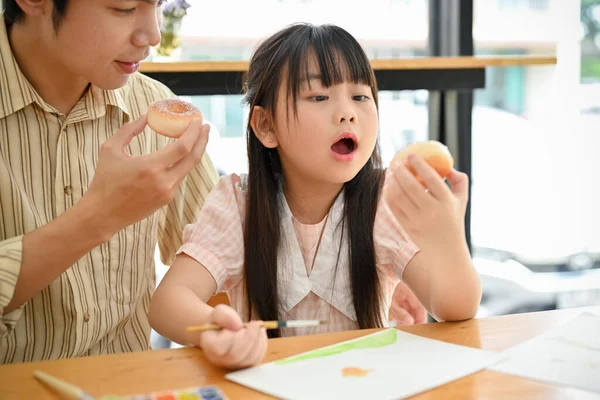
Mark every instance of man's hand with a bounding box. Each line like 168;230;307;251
81;116;210;238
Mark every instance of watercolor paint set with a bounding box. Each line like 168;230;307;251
99;386;227;400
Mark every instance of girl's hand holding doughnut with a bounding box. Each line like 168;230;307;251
383;144;469;254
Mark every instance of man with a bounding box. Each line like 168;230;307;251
0;0;217;363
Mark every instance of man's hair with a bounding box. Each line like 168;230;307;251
1;0;69;29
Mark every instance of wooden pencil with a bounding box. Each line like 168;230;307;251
33;370;96;400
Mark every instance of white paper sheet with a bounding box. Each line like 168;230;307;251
490;312;600;393
225;329;499;400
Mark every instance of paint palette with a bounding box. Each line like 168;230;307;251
99;386;227;400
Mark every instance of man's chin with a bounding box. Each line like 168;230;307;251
92;75;130;90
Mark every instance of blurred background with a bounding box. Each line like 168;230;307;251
149;0;600;344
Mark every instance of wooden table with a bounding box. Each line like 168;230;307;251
0;306;600;400
140;56;556;96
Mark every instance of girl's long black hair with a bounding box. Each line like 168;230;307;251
244;24;383;336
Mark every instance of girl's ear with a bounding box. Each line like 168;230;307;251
250;106;279;149
16;0;46;17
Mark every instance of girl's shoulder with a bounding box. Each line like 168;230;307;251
215;174;248;193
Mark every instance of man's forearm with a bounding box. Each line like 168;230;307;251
4;199;111;314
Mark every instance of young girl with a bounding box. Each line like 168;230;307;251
150;24;481;368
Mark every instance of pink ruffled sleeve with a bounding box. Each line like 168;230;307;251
177;174;246;293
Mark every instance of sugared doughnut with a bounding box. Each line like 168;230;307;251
392;140;454;181
148;99;202;138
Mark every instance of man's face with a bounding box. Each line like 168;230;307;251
42;0;162;89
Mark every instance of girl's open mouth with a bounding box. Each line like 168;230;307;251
331;138;356;155
331;133;358;161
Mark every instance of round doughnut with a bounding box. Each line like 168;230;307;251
148;99;203;138
392;140;454;182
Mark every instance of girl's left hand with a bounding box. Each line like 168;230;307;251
383;154;469;251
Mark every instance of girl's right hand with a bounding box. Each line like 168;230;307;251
199;304;267;369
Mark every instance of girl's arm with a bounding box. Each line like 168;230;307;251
149;254;267;369
148;253;220;345
384;155;481;321
403;246;481;321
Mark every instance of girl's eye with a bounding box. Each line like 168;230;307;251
114;8;135;14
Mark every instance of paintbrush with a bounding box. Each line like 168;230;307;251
186;319;327;332
33;370;96;400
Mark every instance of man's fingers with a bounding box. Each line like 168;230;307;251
169;125;210;181
110;114;148;151
145;120;210;169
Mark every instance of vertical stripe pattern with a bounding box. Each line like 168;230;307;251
0;15;217;363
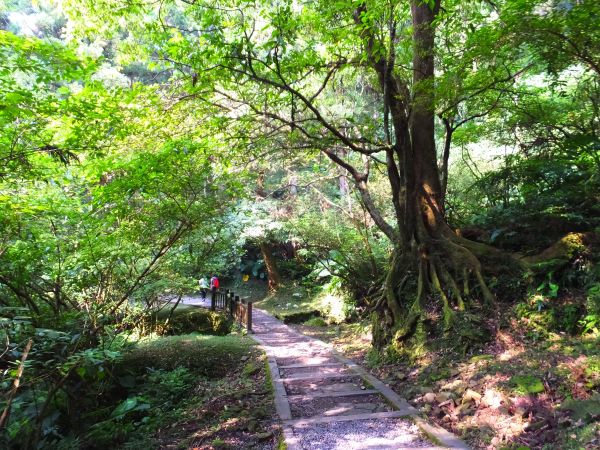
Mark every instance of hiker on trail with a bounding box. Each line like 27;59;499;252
199;277;208;299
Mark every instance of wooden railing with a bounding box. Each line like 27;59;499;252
210;288;252;333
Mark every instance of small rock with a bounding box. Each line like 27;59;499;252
256;431;273;442
454;403;473;416
514;406;527;417
497;406;509;415
462;389;481;403
481;389;506;409
435;392;452;403
442;380;467;394
422;392;437;404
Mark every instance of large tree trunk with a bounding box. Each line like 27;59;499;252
373;0;500;348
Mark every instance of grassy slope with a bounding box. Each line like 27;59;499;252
85;306;280;450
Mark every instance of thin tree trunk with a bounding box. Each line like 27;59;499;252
260;241;281;290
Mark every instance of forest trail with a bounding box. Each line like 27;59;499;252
248;309;468;450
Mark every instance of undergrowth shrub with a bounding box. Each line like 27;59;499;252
159;307;233;336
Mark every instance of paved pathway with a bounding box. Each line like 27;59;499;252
248;309;468;450
182;297;468;450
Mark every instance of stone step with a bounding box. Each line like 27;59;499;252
281;371;360;383
287;389;379;402
279;362;344;370
279;364;352;379
284;376;366;395
288;393;394;418
283;410;412;428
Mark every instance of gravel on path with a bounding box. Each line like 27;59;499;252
293;419;432;450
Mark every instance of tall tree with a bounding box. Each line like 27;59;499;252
69;0;594;345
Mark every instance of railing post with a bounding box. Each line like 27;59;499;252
229;295;240;318
246;302;252;333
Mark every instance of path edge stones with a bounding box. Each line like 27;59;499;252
248;308;470;450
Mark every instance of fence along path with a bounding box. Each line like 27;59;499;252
210;288;252;333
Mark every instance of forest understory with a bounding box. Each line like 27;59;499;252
0;0;600;450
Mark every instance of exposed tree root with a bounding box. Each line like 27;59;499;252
374;229;524;348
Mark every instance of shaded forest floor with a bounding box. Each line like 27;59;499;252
223;283;600;450
295;320;600;450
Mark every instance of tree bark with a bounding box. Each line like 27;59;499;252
260;241;281;290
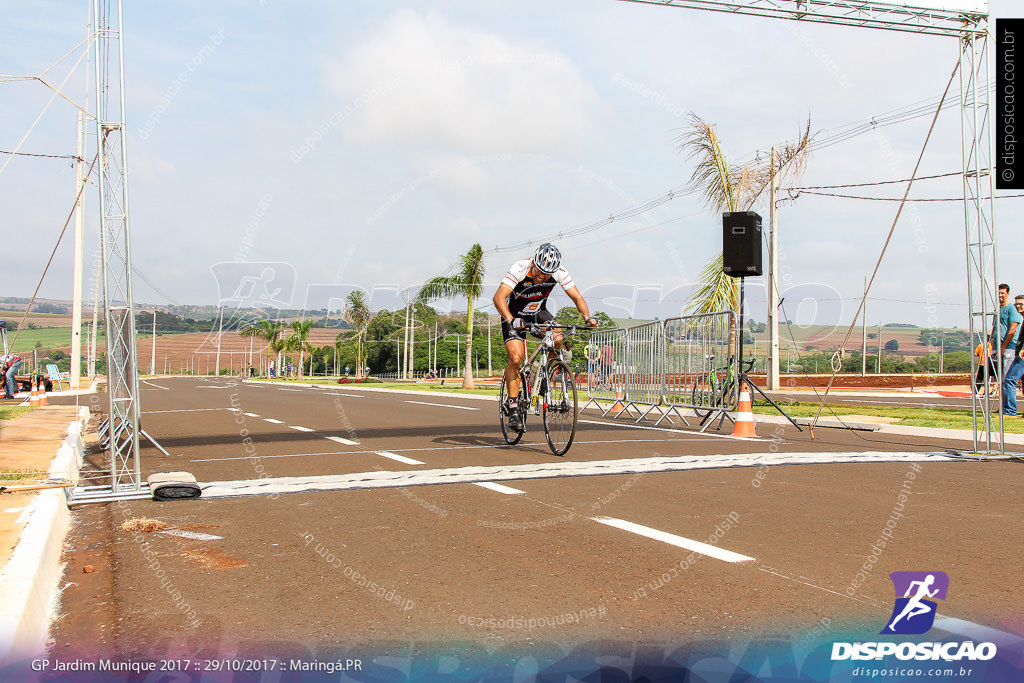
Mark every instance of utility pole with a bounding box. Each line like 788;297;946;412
860;278;867;377
150;308;155;375
71;112;85;389
878;321;882;375
765;147;779;391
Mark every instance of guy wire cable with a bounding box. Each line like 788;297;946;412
808;53;961;438
10;152;99;353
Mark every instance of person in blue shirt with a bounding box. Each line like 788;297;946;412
1002;294;1024;418
992;285;1024;377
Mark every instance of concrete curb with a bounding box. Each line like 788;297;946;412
0;407;89;665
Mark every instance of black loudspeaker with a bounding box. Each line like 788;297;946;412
722;211;761;278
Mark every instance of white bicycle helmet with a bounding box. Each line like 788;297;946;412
534;242;562;275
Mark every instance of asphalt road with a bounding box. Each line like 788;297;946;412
32;379;1024;679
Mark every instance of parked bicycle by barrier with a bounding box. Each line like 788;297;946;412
690;355;757;420
498;321;591;456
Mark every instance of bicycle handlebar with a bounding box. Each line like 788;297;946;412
512;321;596;335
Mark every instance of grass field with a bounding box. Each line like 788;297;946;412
0;405;35;420
7;328;78;357
754;402;1024;434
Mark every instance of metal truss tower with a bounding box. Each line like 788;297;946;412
84;0;145;502
622;0;1005;453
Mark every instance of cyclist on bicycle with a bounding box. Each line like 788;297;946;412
494;242;597;429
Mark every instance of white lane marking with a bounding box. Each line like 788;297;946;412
161;528;224;541
839;399;959;405
189;451;352;463
377;451;423;465
406;400;483;411
933;614;1024;656
591;517;754;562
475;481;526;496
203;451;950;498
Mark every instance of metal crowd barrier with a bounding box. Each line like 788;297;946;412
665;310;740;431
584;329;629;415
584;310;739;429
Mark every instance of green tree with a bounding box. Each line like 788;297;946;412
418;244;484;389
676;114;811;313
237;314;285;373
285;318;313;379
338;290;371;379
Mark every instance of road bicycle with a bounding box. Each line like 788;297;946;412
690;355;757;420
498;321;590;456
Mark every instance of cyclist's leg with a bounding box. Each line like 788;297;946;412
502;321;526;398
505;339;526;398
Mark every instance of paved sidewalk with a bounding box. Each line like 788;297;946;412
0;405;79;567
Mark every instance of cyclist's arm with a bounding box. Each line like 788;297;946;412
494;283;513;323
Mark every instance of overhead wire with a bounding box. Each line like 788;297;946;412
810;59;962;437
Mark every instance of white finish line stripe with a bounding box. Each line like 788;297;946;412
406;400;483;411
203;451;954;500
376;451;423;465
591;517;754;562
475;481;526;496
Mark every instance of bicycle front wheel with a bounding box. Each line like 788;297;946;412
498;381;526;445
542;360;577;456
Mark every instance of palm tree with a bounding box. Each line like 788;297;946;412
676;114;811;313
285;318;313;379
239;318;285;371
338;290;370;379
418;244;484;389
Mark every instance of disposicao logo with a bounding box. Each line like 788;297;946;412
880;571;949;636
831;571;996;661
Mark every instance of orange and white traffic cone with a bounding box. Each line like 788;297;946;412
611;384;626;415
732;381;761;438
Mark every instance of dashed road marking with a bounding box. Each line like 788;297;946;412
376;451;423;465
468;481;526;496
591;517;754;562
406;400;483;411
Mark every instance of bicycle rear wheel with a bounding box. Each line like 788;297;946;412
498;378;526;445
540;360;577;456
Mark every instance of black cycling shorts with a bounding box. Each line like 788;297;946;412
502;308;555;343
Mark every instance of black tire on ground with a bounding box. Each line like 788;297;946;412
498;374;526;445
540;359;577;456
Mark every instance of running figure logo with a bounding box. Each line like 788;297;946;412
881;571;949;635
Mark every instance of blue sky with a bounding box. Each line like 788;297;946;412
0;0;1011;327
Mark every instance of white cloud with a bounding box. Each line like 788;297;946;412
327;11;599;155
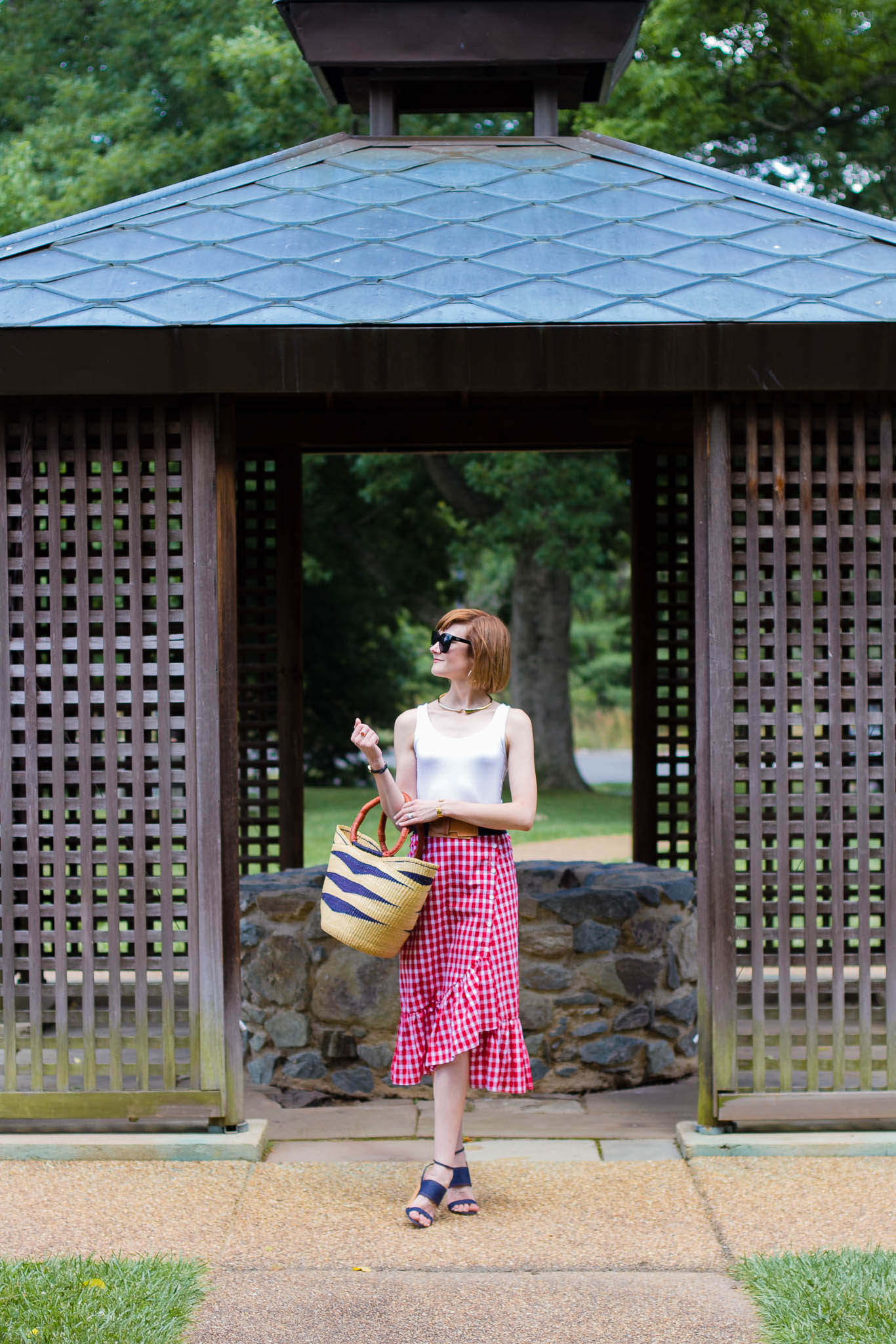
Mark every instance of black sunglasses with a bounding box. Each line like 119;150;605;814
430;630;473;653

__________

*Short problem*
Return the lines between the one holding "Mark every instance of watercolor" and the one holding "148;99;202;138", inclusive, exactly as they appear in the records.

*Result of this task*
Mark every instance of watercolor paint set with a bounding box. Each line like 168;230;307;251
99;386;227;400
Mark every instance of girl's hand holding doughnut with a bounding box. Each line like 168;230;307;251
383;144;469;254
Mark every instance of man with a bounding box. Each line like 168;230;307;251
0;0;217;363
Mark every instance of man's hair with a bounding box. Each line like 168;230;307;251
1;0;69;29
Mark every instance of wooden pencil with a bounding box. Each line like 168;230;307;251
33;370;96;400
Mark every instance of white paper sheet with a bounding box. Each line like 168;230;307;251
490;312;600;393
225;329;499;400
Mark every instance of paint palette with a bounding box. Each line like 168;230;307;251
99;386;227;400
Mark every instance of man's chin with a bounding box. Each line like 168;230;307;251
92;75;130;90
Mark every instance of blurred background with a bounding box. Each line like 168;230;307;251
149;0;600;344
Mark every instance of wooden table with a bounding box. Each line like 168;230;307;251
0;306;600;400
140;56;556;96
Mark every instance of girl's long black hair with a bounding box. Each line like 168;230;307;251
244;24;383;336
Mark every instance of girl's ear with a bounding box. Each line like 168;230;307;251
250;106;279;149
16;0;46;17
Mark every instance of girl's shoulder with a bounding box. Each line like 168;230;307;251
215;174;248;193
Mark every instance of man's forearm with a bounding box. Each line like 168;230;307;251
4;199;111;314
Mark every instance of young girl with a bounding box. Each line like 168;230;307;251
150;24;481;368
Mark every instance of pink ruffled sleeve with a bounding box. Each line like 168;230;307;251
177;174;246;293
Mark every instance of sugared doughnut with a bounding box. Each line like 168;230;307;251
392;140;454;181
148;99;202;138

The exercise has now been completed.